PROBLEM TO SOLVE =>
Rewrite all of the data below as a JSON list of strings with one string per line, and leave out any blank lines.

(Entries for pointing and labeling)
- - - - - - -
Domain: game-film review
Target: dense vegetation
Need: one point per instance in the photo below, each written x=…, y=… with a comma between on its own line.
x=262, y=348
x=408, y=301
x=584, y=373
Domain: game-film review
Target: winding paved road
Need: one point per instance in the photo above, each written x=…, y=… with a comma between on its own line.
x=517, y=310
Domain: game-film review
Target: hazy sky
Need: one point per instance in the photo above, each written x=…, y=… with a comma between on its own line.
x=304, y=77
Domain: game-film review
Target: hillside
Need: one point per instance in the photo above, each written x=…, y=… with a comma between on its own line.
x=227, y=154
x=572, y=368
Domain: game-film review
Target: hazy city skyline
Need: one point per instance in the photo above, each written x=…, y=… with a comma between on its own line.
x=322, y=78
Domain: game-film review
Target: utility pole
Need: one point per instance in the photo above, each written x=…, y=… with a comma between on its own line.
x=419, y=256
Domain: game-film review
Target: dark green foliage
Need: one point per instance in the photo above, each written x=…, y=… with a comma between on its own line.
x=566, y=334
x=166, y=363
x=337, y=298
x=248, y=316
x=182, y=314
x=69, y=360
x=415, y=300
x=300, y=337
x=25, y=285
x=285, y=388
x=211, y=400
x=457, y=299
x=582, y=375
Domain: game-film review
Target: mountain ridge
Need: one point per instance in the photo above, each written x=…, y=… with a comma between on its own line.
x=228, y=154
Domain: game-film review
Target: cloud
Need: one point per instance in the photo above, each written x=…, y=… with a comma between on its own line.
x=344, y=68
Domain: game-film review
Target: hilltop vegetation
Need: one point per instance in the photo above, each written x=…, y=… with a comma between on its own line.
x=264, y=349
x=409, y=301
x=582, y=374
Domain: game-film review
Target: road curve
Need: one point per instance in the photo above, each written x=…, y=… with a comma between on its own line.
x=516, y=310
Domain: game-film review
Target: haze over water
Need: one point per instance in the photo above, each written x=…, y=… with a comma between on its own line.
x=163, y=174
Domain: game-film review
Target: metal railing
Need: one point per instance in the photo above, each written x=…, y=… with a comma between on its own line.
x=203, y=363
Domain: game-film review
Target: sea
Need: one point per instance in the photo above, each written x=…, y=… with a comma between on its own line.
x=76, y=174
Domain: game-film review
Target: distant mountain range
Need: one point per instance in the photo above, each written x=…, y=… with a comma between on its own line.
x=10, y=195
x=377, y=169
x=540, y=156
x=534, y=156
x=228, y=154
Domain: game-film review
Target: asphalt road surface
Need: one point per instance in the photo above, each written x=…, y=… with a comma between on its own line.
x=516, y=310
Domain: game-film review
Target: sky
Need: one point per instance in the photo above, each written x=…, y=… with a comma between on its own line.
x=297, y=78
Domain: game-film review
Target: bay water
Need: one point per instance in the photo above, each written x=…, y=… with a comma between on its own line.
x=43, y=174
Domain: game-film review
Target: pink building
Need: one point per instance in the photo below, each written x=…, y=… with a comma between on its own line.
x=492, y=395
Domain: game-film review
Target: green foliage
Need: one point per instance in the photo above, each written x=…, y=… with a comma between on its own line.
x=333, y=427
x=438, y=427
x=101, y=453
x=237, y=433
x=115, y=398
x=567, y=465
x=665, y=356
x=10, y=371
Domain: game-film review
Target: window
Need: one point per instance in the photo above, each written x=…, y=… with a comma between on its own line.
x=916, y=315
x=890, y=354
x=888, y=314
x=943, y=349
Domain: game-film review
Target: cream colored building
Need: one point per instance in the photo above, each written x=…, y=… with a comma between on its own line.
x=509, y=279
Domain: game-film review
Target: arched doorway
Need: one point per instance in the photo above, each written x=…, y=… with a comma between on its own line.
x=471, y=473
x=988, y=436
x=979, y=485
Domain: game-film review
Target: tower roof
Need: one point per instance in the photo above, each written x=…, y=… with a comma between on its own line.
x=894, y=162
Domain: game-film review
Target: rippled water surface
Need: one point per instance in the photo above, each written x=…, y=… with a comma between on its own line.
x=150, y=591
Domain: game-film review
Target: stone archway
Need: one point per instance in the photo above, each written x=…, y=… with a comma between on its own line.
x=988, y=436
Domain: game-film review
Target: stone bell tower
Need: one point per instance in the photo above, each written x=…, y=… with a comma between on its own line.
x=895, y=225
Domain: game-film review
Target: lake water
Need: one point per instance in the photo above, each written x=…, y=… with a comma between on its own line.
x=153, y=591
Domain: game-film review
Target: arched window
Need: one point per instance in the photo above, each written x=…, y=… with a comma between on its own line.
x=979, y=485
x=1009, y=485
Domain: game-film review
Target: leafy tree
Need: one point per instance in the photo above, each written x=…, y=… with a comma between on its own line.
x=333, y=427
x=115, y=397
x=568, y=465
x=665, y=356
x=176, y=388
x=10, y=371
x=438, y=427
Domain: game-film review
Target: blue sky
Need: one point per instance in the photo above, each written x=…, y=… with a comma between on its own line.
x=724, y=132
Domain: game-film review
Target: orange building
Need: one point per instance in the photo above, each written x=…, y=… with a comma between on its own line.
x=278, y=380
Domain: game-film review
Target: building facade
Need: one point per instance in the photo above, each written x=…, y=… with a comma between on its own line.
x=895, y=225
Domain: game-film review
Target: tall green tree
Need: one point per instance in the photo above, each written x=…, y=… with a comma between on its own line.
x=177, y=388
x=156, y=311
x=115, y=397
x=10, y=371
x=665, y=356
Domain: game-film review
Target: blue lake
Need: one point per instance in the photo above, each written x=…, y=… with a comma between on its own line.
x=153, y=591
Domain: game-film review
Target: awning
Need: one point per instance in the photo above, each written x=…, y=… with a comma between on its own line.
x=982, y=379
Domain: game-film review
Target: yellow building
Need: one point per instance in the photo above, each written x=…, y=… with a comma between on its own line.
- - - - - - -
ANSWER IN FULL =>
[
  "Domain: game-film review",
  "Target: dense vegetation",
  "Need: one point per instance in the photo below, each written x=…, y=… with a comma between on its own line.",
  "x=262, y=348",
  "x=408, y=301",
  "x=584, y=373",
  "Domain: game-film review",
  "Target: winding paved road",
  "Need: one point per instance in the photo above, each written x=…, y=… with a comma between on its own line.",
  "x=517, y=310",
  "Domain: game-film review",
  "Target: hazy sky",
  "Need: one point per instance in the photo above, each written x=…, y=… with a comma between on its own line.",
  "x=304, y=77",
  "Domain: game-film review",
  "Target: hillside",
  "Need: one point per instance in the photo above, each written x=…, y=… with a comma between on its own line.",
  "x=227, y=154",
  "x=572, y=368",
  "Domain: game-film review",
  "Target: hazy city skyline",
  "Need: one point per instance in the photo above, each written x=…, y=… with a comma between on its own line.",
  "x=322, y=78",
  "Domain: game-film review",
  "Target: utility pole",
  "Need: one point per instance in the photo above, each written x=…, y=… with a comma between on its own line.",
  "x=419, y=256",
  "Domain: game-film review",
  "Target: dark green foliage",
  "Need: one point per instance in the photo above, each written x=…, y=… with a comma between on its own line.",
  "x=566, y=334",
  "x=166, y=363",
  "x=337, y=298",
  "x=248, y=316",
  "x=182, y=314",
  "x=69, y=360",
  "x=415, y=300",
  "x=300, y=337",
  "x=25, y=285",
  "x=285, y=388",
  "x=211, y=400",
  "x=457, y=299",
  "x=582, y=375",
  "Domain: game-film review",
  "Target: mountain ridge",
  "Need: one point per instance in the photo above, each written x=…, y=… with a comma between on its own line.",
  "x=228, y=154",
  "Domain: game-film review",
  "Target: cloud",
  "Need: one point per instance in the photo above, each written x=…, y=… with a comma between on its own line.",
  "x=344, y=68",
  "Domain: game-film review",
  "Target: hilltop vegetation",
  "Need: one point per instance in the photo above, each written x=…, y=… with a comma between on its own line.",
  "x=264, y=349",
  "x=409, y=301",
  "x=582, y=374",
  "Domain: game-film review",
  "Target: road curve",
  "Need: one point per instance in the photo above, each written x=…, y=… with a comma between on its own line.",
  "x=516, y=310",
  "Domain: game-film review",
  "Target: haze over water",
  "Need: one point per instance in the photo above, each written x=…, y=… with a comma between on its own line.",
  "x=163, y=174",
  "Domain: game-film review",
  "Target: metal railing",
  "Need: one point per instance in the photo above, each written x=…, y=… with a comma between on its own line.",
  "x=203, y=363",
  "Domain: game-film review",
  "Target: sea",
  "Need: one point per instance in the photo above, each written x=…, y=… with a comma between on its own line.",
  "x=76, y=174",
  "Domain: game-film review",
  "Target: distant mountain range",
  "Need: one point per instance in the photo above, each written x=…, y=… with a comma between on its own line.",
  "x=10, y=195",
  "x=377, y=169",
  "x=540, y=156",
  "x=534, y=156",
  "x=228, y=154",
  "Domain: game-film review",
  "Target: asphalt road surface",
  "Need: one point per instance in the photo above, each written x=…, y=… with a comma between on its own line.",
  "x=516, y=310",
  "Domain: game-film review",
  "Target: sky",
  "Need: one point per instance in the photo above, each written x=…, y=… with a comma between on its own line.",
  "x=297, y=78",
  "Domain: game-film review",
  "Target: bay water",
  "Need: one point per instance in the photo above, each written x=…, y=… with a comma between on its own line.",
  "x=43, y=174",
  "Domain: game-film review",
  "Target: pink building",
  "Need: one point per instance in the photo below, each written x=…, y=… with a comma between on its own line.",
  "x=492, y=395",
  "Domain: game-film review",
  "Target: green foliage",
  "Need: one point per instance in the photo above, each written x=…, y=… with a comma between on its own line.",
  "x=333, y=427",
  "x=438, y=427",
  "x=101, y=453",
  "x=237, y=433",
  "x=115, y=398",
  "x=567, y=465",
  "x=665, y=356",
  "x=10, y=371",
  "Domain: game-film review",
  "Target: window",
  "Need: one point per instance in the photo above, each written x=…, y=… with a comma between on its own line.",
  "x=916, y=315",
  "x=890, y=354",
  "x=888, y=314",
  "x=943, y=349",
  "Domain: game-film review",
  "Target: cream colored building",
  "Need: one point per instance in the photo above, each written x=…, y=… with a comma between on its own line.",
  "x=509, y=279",
  "Domain: game-film review",
  "Target: arched doorway",
  "Need: one point per instance in the photo above, each written x=…, y=… with a comma between on its own line.",
  "x=471, y=473",
  "x=988, y=436",
  "x=979, y=485",
  "Domain: game-film review",
  "Target: tower roof",
  "Need: one point per instance in the photo above, each written x=…, y=… with a comma between on its own line.",
  "x=894, y=162",
  "Domain: game-film review",
  "Target: rippled water surface",
  "Need: one point per instance in the photo above, each written x=…, y=… with a comma between on its own line.",
  "x=150, y=591",
  "Domain: game-film review",
  "Target: stone archway",
  "Need: one point per instance in the photo above, each written x=…, y=… with a comma between on its own line.",
  "x=988, y=436",
  "Domain: game-film review",
  "Target: stone bell tower",
  "Need: one point per instance in the photo above, each written x=…, y=… with a comma between on its own line.",
  "x=895, y=225",
  "Domain: game-film review",
  "Target: lake water",
  "Need: one point per instance in the photo above, each written x=…, y=… with a comma between on its own line.",
  "x=153, y=591",
  "Domain: game-film review",
  "Target: arched window",
  "Need: one point per instance in the photo above, each written x=…, y=… with a comma between on its own line.",
  "x=979, y=485",
  "x=1009, y=485",
  "Domain: game-film review",
  "Target: leafy tree",
  "Need: one point per instance in the photo above, each written x=…, y=… with a comma between on its own line.",
  "x=333, y=427",
  "x=115, y=397",
  "x=568, y=465",
  "x=665, y=356",
  "x=176, y=388",
  "x=10, y=371",
  "x=438, y=427",
  "Domain: game-film review",
  "Target: blue sky",
  "Need: one point per instance in the photo above, each written x=…, y=… with a comma between on its own line.",
  "x=724, y=132",
  "Domain: game-film review",
  "Target: orange building",
  "Need: one point per instance in the photo above, each written x=…, y=… with a comma between on its own line.",
  "x=278, y=380",
  "Domain: game-film review",
  "Target: building facade",
  "Need: one point per instance in the photo above, each written x=…, y=… with a comma between on its own line.",
  "x=895, y=225",
  "Domain: game-film review",
  "Target: tall green tree",
  "Need: one point per instance in the photo above, each written x=…, y=… with a comma between on its own line.",
  "x=177, y=388",
  "x=156, y=311",
  "x=115, y=397",
  "x=10, y=371",
  "x=665, y=356",
  "Domain: game-film review",
  "Target: blue lake",
  "Need: one point per instance in the photo above, each written x=…, y=… with a comma between on its own line.",
  "x=153, y=591",
  "Domain: game-film review",
  "Target: awning",
  "Need: one point per instance in the photo above, each written x=…, y=… with a comma between on its own line.",
  "x=982, y=379",
  "Domain: game-film review",
  "Target: yellow building",
  "Need: one point per instance in the photo above, each written x=…, y=… with a comma between on its own line."
]